> [DESCRIPTION OF THE TASK]
Locate every line in the items that contains the word "light" and copy each such line.

> [TASK DATA]
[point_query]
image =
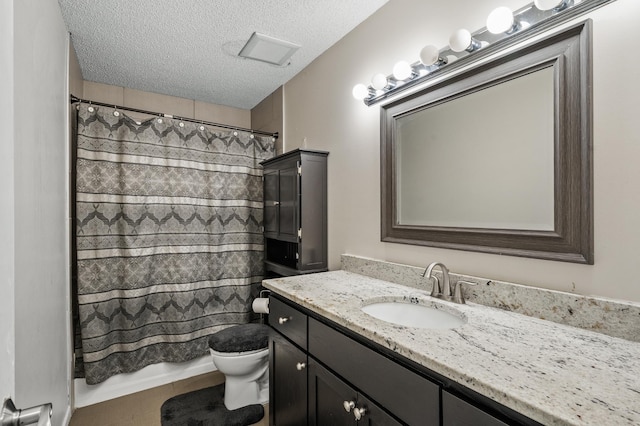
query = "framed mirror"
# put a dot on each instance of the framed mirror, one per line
(496, 159)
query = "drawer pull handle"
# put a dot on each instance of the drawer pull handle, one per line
(358, 413)
(348, 406)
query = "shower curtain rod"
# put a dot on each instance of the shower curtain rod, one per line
(75, 99)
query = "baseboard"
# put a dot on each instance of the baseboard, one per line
(67, 416)
(147, 378)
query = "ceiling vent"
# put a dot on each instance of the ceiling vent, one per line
(268, 49)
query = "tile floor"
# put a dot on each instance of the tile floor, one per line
(143, 408)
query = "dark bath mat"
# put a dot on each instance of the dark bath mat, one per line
(205, 407)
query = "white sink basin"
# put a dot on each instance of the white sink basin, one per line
(413, 315)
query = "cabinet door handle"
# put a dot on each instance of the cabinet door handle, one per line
(358, 413)
(348, 406)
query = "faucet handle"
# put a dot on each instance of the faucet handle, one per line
(436, 290)
(457, 292)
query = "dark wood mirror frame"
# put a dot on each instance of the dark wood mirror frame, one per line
(571, 240)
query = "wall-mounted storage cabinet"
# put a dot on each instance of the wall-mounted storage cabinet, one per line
(295, 212)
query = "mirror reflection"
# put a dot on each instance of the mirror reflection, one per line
(482, 160)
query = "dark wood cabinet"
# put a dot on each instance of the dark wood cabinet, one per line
(333, 402)
(457, 412)
(295, 212)
(287, 382)
(321, 374)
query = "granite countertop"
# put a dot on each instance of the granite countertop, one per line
(552, 373)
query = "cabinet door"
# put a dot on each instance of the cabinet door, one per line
(456, 412)
(287, 382)
(288, 208)
(333, 402)
(327, 398)
(374, 415)
(271, 202)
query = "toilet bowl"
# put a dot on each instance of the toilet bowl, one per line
(241, 353)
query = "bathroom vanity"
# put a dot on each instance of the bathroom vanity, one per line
(330, 363)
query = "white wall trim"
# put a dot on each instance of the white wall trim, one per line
(147, 378)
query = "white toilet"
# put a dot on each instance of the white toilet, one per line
(241, 353)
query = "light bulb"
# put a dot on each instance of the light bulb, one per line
(461, 40)
(500, 21)
(430, 55)
(402, 70)
(550, 4)
(379, 81)
(360, 91)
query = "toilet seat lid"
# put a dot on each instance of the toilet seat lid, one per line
(240, 338)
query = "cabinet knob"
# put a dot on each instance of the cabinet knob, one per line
(358, 413)
(348, 405)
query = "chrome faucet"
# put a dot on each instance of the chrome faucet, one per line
(443, 292)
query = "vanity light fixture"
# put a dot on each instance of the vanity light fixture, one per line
(430, 56)
(462, 40)
(379, 81)
(501, 20)
(504, 28)
(556, 5)
(402, 71)
(360, 92)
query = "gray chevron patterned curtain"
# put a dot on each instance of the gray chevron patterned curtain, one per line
(168, 237)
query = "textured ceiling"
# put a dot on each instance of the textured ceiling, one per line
(188, 48)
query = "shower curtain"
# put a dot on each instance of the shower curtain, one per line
(168, 237)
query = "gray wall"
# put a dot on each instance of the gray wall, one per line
(40, 206)
(319, 108)
(7, 320)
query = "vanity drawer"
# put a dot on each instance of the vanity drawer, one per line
(412, 398)
(290, 322)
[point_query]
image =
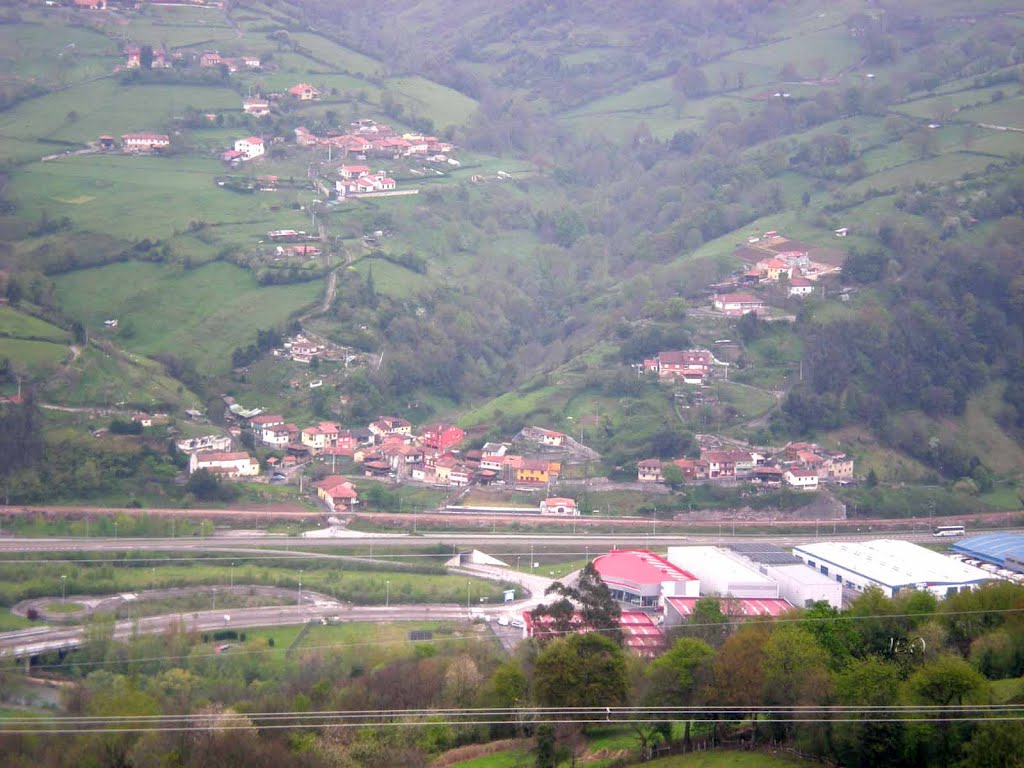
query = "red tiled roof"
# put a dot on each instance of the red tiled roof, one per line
(744, 606)
(639, 566)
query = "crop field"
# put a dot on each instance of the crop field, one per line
(204, 313)
(98, 193)
(16, 325)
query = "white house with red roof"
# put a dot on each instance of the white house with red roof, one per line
(250, 147)
(257, 107)
(641, 578)
(736, 304)
(225, 464)
(441, 436)
(680, 363)
(800, 286)
(559, 506)
(144, 141)
(802, 479)
(337, 493)
(303, 92)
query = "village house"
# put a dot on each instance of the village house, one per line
(144, 141)
(554, 439)
(224, 464)
(250, 147)
(800, 286)
(737, 304)
(802, 479)
(298, 252)
(559, 506)
(256, 107)
(773, 269)
(390, 425)
(679, 363)
(303, 92)
(280, 435)
(441, 436)
(537, 471)
(337, 493)
(205, 442)
(649, 470)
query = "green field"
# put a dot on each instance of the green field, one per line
(100, 193)
(36, 356)
(83, 113)
(201, 314)
(16, 325)
(101, 376)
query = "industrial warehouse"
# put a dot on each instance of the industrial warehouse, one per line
(1005, 551)
(892, 565)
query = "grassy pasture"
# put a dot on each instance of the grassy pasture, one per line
(1009, 112)
(16, 325)
(101, 376)
(936, 108)
(99, 192)
(36, 356)
(107, 107)
(54, 53)
(941, 168)
(342, 58)
(429, 99)
(203, 313)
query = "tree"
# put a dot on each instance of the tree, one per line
(869, 682)
(676, 676)
(581, 671)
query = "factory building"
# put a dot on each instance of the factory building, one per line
(723, 573)
(640, 578)
(1004, 550)
(893, 565)
(797, 583)
(679, 609)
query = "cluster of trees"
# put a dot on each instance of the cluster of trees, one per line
(909, 651)
(952, 324)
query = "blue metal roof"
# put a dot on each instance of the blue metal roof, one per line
(993, 548)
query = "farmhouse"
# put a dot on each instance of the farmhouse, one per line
(558, 506)
(250, 147)
(800, 286)
(144, 141)
(257, 107)
(337, 493)
(303, 92)
(227, 465)
(736, 304)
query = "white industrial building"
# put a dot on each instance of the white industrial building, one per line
(723, 573)
(891, 564)
(797, 583)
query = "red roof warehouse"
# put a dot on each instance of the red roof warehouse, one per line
(641, 578)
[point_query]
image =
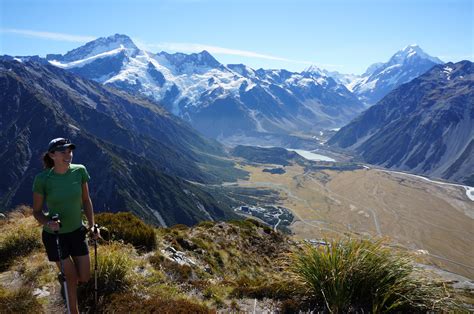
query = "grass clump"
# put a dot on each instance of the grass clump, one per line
(360, 275)
(128, 228)
(16, 243)
(131, 303)
(19, 301)
(115, 266)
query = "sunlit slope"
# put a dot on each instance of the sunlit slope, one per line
(410, 211)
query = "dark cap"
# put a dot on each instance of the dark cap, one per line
(60, 144)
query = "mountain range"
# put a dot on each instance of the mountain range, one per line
(235, 99)
(381, 78)
(140, 157)
(425, 126)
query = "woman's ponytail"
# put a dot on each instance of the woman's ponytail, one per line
(48, 163)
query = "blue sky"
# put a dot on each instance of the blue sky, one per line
(346, 36)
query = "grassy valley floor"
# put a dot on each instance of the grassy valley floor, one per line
(435, 220)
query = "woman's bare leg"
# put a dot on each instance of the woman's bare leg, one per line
(71, 279)
(83, 267)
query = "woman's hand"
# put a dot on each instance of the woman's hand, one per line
(95, 232)
(53, 225)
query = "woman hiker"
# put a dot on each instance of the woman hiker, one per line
(63, 187)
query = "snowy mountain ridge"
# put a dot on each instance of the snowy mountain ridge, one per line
(234, 99)
(381, 78)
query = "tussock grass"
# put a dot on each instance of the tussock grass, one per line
(132, 303)
(18, 242)
(115, 265)
(127, 228)
(19, 301)
(360, 275)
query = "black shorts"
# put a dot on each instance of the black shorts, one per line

> [TASK RESPONSE]
query = "light bulb"
# put a dot on each instance of the light bulb, one per line
query = "vanity light fixture"
# put a dot on each instance of the vanity light fixture, one per line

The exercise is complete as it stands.